> [The task] Begin at the line that contains "Target: rock formation" and stop after the last line of the entries. Reproduce every line in that span, requests included, and shift each x and y coordinate in the answers up by 3.

> [Task data]

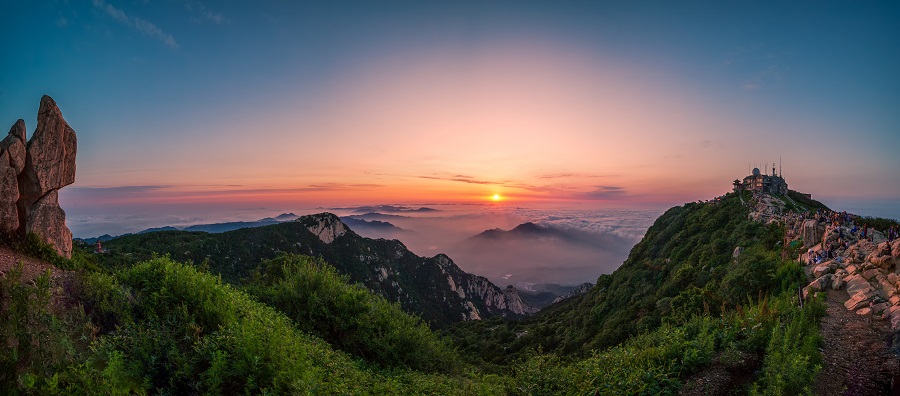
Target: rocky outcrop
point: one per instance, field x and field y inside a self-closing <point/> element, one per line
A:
<point x="479" y="288"/>
<point x="326" y="226"/>
<point x="31" y="175"/>
<point x="12" y="162"/>
<point x="812" y="232"/>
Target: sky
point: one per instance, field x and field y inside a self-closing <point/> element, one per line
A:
<point x="184" y="106"/>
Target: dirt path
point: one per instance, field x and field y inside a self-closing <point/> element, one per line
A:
<point x="855" y="352"/>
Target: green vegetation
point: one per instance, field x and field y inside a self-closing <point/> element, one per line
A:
<point x="322" y="303"/>
<point x="418" y="284"/>
<point x="164" y="327"/>
<point x="136" y="323"/>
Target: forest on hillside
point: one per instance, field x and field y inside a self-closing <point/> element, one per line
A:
<point x="681" y="303"/>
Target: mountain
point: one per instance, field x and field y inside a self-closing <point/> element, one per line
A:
<point x="286" y="217"/>
<point x="389" y="209"/>
<point x="158" y="229"/>
<point x="434" y="288"/>
<point x="231" y="226"/>
<point x="92" y="241"/>
<point x="374" y="228"/>
<point x="703" y="272"/>
<point x="581" y="289"/>
<point x="542" y="253"/>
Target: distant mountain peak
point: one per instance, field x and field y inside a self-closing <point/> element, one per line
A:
<point x="286" y="217"/>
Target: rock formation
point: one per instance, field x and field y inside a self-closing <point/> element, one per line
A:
<point x="31" y="175"/>
<point x="812" y="232"/>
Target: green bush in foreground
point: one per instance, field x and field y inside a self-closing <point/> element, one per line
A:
<point x="657" y="363"/>
<point x="162" y="327"/>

> [Exercise solution]
Target: rock formation
point: one per instance, field x and field y inside a self-closing <point/> element, one per line
A:
<point x="34" y="178"/>
<point x="815" y="235"/>
Target: green bush in foreground
point: one per instance, field x and field y inside a self-closing <point/> element, one per line
A:
<point x="660" y="366"/>
<point x="165" y="330"/>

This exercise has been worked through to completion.